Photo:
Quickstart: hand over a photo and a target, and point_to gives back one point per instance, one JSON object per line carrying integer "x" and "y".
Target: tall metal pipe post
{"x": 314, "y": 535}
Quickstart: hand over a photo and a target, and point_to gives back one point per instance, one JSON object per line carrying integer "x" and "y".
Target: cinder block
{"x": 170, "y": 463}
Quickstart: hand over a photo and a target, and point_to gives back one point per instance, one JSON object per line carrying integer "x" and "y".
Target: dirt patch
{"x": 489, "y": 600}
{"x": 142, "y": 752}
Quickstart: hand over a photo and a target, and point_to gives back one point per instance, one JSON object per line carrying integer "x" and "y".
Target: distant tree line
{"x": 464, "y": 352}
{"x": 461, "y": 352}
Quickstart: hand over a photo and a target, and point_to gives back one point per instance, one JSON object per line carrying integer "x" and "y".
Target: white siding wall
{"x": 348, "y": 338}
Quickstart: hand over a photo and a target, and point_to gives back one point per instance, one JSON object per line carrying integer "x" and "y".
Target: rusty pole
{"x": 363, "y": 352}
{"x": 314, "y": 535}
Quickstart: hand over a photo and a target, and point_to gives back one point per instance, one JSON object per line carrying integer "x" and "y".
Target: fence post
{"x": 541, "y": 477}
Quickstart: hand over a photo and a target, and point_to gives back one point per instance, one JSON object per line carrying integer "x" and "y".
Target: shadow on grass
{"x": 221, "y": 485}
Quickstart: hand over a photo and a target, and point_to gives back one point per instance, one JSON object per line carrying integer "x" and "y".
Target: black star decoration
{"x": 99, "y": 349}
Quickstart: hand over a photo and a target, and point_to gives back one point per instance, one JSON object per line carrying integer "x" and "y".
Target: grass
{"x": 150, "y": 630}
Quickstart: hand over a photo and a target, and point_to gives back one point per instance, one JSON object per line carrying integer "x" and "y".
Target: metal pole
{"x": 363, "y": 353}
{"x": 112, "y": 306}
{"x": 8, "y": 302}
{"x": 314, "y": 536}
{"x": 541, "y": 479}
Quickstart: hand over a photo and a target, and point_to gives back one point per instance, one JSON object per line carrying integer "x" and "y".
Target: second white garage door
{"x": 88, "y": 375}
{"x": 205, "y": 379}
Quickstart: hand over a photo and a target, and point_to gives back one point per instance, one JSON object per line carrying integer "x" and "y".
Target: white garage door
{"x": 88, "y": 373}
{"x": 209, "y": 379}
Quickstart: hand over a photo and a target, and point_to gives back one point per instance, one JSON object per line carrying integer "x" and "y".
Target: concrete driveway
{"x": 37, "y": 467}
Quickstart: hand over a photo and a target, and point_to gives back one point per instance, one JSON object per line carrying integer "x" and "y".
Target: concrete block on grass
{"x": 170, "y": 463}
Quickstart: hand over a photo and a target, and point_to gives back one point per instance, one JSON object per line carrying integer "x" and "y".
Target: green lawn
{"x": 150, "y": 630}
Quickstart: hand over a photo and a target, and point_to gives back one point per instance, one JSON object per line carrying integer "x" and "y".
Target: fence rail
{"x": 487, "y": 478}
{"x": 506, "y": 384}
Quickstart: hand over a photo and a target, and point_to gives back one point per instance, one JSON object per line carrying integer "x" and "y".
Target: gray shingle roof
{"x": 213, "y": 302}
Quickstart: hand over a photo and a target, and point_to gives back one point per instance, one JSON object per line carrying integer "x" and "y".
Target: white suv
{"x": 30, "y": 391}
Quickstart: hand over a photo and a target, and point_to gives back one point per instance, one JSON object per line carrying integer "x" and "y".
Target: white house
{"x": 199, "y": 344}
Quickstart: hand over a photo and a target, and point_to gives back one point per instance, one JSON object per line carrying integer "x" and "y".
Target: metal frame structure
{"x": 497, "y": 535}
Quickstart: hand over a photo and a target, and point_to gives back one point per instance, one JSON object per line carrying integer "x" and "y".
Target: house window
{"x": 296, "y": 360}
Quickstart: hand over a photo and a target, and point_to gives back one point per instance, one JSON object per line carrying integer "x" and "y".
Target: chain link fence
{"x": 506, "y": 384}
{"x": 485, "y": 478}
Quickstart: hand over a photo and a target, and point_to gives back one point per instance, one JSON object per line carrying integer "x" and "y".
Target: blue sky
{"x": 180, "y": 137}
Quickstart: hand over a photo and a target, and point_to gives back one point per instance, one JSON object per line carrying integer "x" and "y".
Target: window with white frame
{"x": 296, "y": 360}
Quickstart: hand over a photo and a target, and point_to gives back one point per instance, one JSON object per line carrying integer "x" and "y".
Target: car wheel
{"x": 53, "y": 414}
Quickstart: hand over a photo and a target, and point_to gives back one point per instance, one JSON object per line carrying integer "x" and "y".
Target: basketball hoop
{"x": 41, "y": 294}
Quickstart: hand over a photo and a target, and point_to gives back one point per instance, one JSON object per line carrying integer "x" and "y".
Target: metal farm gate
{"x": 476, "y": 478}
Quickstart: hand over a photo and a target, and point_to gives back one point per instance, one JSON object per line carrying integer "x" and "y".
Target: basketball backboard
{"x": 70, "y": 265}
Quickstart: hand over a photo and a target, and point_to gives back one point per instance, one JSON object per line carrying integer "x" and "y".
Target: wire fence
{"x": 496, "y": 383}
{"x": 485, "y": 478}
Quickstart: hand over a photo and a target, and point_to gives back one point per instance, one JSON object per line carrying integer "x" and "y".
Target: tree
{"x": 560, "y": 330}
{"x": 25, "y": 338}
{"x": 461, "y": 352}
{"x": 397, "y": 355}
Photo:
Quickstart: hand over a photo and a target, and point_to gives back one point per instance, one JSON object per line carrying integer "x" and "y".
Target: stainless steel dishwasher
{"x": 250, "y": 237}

○ ○ ○

# WHAT YOU SHOULD DO:
Every entry is to be returned exactly, with nothing dropped.

# TASK RESULT:
Photo:
Quickstart: hand over a photo and a target, and point_to gives back one point per instance, one JSON object per line carrying integer "x" and "y".
Target: tall metal pipe post
{"x": 314, "y": 535}
Quickstart: hand over a photo and a target, and point_to gives back one point per instance, one JSON object per line carrying integer "x" and "y".
Target: cinder block
{"x": 170, "y": 463}
Quickstart: hand over a photo and a target, and point_to gives back one point per instance, one JSON object per line carrying integer "x" and "y".
Target: dirt patch
{"x": 489, "y": 600}
{"x": 142, "y": 752}
Quickstart: hand over a photo and a target, and point_to gives back one point per instance, one JSON object per line carrying integer "x" and "y".
Target: distant tree line
{"x": 464, "y": 352}
{"x": 461, "y": 352}
Quickstart: hand over a photo and a target, and point_to gives back one point per instance, one JSON object per line carrying integer "x" and "y".
Target: white siding wall
{"x": 348, "y": 338}
Quickstart: hand over a photo and a target, and point_to gives back one point per instance, one JSON object per line carrying integer "x" and "y".
Target: rusty pole
{"x": 363, "y": 352}
{"x": 314, "y": 535}
Quickstart: hand over a photo and a target, and point_to gives back one point per instance, one JSON object per line carrying integer "x" and "y".
Target: fence post
{"x": 541, "y": 477}
Quickstart: hand over a photo and a target, and point_to gives back one point per instance, one JSON object per line carrying integer "x" and "y".
Target: shadow on grass
{"x": 221, "y": 485}
Quickstart: hand over a photo and a target, and point_to gives back one point per instance, one JSON object per line carrying integer "x" and "y".
Target: black star decoration
{"x": 99, "y": 349}
Quickstart: hand over a photo and a target, and point_to gives back one point per instance, one JSON object per line carrying integer "x" and "y".
Target: grass
{"x": 150, "y": 630}
Quickstart: hand over a photo and a target, and point_to gives back one point per instance, one JSON object per line carrying integer "x" and "y".
Target: metal pole
{"x": 363, "y": 353}
{"x": 112, "y": 306}
{"x": 8, "y": 302}
{"x": 314, "y": 536}
{"x": 541, "y": 479}
Quickstart: hand over a photo and a target, and point_to gives back one point per instance, one JSON object per line carrying integer "x" and "y".
Target: second white garage door
{"x": 88, "y": 375}
{"x": 205, "y": 379}
Quickstart: hand over a photo and a target, and point_to gives back one point per instance, one JSON object per line carrying integer "x" and "y".
Target: white garage door
{"x": 88, "y": 373}
{"x": 209, "y": 379}
Quickstart: hand over a photo and a target, and point_to gives back one point per instance, one JSON object per line carrying integer "x" and "y".
Target: concrete driveway
{"x": 37, "y": 467}
Quickstart: hand over a photo and a target, and point_to gives back one point per instance, one JSON object per line carrying integer "x" and "y".
Target: concrete block on grass
{"x": 170, "y": 463}
Quickstart: hand over a photo and a target, and point_to gives back one point per instance, one JSON object per line carrying integer "x" and "y".
Target: green lawn
{"x": 150, "y": 630}
Quickstart: hand over a photo and a target, and point_to gives back one point per instance, one JSON object per line carrying integer "x" and "y".
Target: fence rail
{"x": 487, "y": 478}
{"x": 506, "y": 384}
Quickstart: hand over a photo and a target, and point_to gives back one point per instance, one JSON object per line carrying integer "x" and "y".
Target: gray shingle roof
{"x": 213, "y": 302}
Quickstart: hand over a photo and a target, and point_to gives back one point per instance, one JSON object per line carrying integer "x" and "y".
Target: white suv
{"x": 30, "y": 391}
Quickstart: hand over a photo and a target, and point_to gives back one point per instance, one JSON object per line carrying integer "x" and "y".
Target: white house
{"x": 199, "y": 344}
Quickstart: hand over a photo and a target, and point_to gives back one point per instance, one JSON object per line carrying integer "x" and "y".
Target: metal frame structure
{"x": 497, "y": 535}
Quickstart: hand over a photo and a target, and point_to gives back one point per instance, one JSON object per line carrying integer "x" and "y".
Target: house window
{"x": 296, "y": 360}
Quickstart: hand over a photo and a target, and point_to gives back one point per instance, one JSON object per line carrying integer "x" and "y".
Target: chain link fence
{"x": 506, "y": 384}
{"x": 485, "y": 478}
Quickstart: hand over a photo and a target, and point_to gives back one point per instance, one JSON object per line carrying integer "x" and "y".
Target: blue sky
{"x": 180, "y": 137}
Quickstart: hand over a photo and a target, and point_to gives back one point per instance, one JSON object per line carrying integer "x" and "y".
Target: window with white frame
{"x": 296, "y": 360}
Quickstart: hand over a photo and a target, and point_to gives back one point per instance, one JSON object per line carrying integer "x" and "y".
Target: car wheel
{"x": 53, "y": 414}
Quickstart: hand over a photo and a target, and point_to gives back one point per instance, one JSON object per line carrying integer "x" and "y".
Target: basketball hoop
{"x": 41, "y": 294}
Quickstart: hand over a photo and a target, and point_to gives back one point per instance, one JSON object per line carrying integer "x" and "y".
Target: metal farm gate
{"x": 476, "y": 478}
Quickstart: hand over a photo and a target, and point_to gives back one point per instance, one JSON object per line carrying integer "x" and "y".
Target: basketball backboard
{"x": 70, "y": 265}
Quickstart: hand over a photo and a target, and point_to gives back one point per instance, one JSON object per line carrying integer "x" and "y".
Target: wire fence
{"x": 496, "y": 383}
{"x": 485, "y": 478}
Quickstart: hand over a photo and a target, and point_to gives back one point per instance, one JSON object per line carrying integer "x" and "y".
Target: tree
{"x": 560, "y": 330}
{"x": 25, "y": 338}
{"x": 461, "y": 352}
{"x": 397, "y": 355}
Photo:
Quickstart: hand over a photo and a target, and point_to gives back one point per instance, one JSON object per line carrying integer "x" and "y".
Target: stainless steel dishwasher
{"x": 250, "y": 237}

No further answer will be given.